[Entries taken from a collection]
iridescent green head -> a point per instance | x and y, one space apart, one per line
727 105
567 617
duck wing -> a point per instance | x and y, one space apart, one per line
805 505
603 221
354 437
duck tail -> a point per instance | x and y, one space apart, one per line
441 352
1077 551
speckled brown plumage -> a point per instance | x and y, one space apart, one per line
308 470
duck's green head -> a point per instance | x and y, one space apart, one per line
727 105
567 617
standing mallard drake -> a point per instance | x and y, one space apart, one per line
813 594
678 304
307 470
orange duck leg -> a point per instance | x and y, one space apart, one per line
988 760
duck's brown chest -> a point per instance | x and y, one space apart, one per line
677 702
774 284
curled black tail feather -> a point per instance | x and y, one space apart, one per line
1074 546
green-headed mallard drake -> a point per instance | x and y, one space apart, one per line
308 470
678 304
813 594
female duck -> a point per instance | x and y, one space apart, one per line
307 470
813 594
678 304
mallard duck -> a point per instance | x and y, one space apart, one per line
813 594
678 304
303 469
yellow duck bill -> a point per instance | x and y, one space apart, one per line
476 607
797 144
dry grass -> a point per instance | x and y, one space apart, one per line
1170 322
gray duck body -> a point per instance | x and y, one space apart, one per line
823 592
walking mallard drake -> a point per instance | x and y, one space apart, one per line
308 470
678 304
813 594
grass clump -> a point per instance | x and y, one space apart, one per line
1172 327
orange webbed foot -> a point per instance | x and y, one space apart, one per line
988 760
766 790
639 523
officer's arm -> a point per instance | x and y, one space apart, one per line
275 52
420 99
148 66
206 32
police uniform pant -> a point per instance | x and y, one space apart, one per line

REQUIRED ACTION. Copy out the entries above again, keeping them exact.

OUTPUT BELOW.
iridescent green head -> a point per instance | x and y, one space apart, one per line
727 105
567 617
duck wing -> a point per instance | x and y, one space apart, one per line
805 505
603 221
354 437
duck tail -> a point per instance | x and y, one space apart, one per line
441 352
1077 551
speckled brown plumage -> a point per instance | x and y, one space apart, one per line
308 470
duck's green head -> a point per instance | x and y, one space apart, one per line
727 105
567 617
standing mallard drake -> a point per instance | x and y, one space apart, one per line
813 594
678 304
307 470
orange duck leg -> a point per instance | x and y, one space apart, one per line
988 760
duck's brown chest -> a point per instance | x and y, one space apart, one per line
677 702
774 284
curled black tail feather -> a point per instance | x and y, one space apart, one per line
1074 546
green-headed mallard drake -> a point per instance | x and y, one space apart, one per line
308 470
678 304
813 594
female duck -> a point per instance | x and y, one space apart, one per line
307 470
813 594
678 304
mallard duck -> a point per instance | x and y, one space apart, one per line
813 594
678 304
303 469
yellow duck bill -> a point per instance | x and y, one space apart, one per line
476 607
797 144
dry grass -> a point per instance | x and y, one space apart, one per line
1170 322
gray duck body -> a point per instance | x and y, one space apart, one per line
823 592
walking mallard drake -> a point per instance | x and y, one space apart, one per line
308 470
678 304
813 594
grass clump -> a point per instance | x and y, one space apart, one per line
1172 327
orange webbed foot -> a point per instance | x and y, one space apart, one per line
988 760
766 790
639 523
officer's arm -> a point per instance | x and y, one space apart, one per line
275 52
420 99
148 66
206 32
police uniform pant -> a point per instance | x and y, one space apart, one per line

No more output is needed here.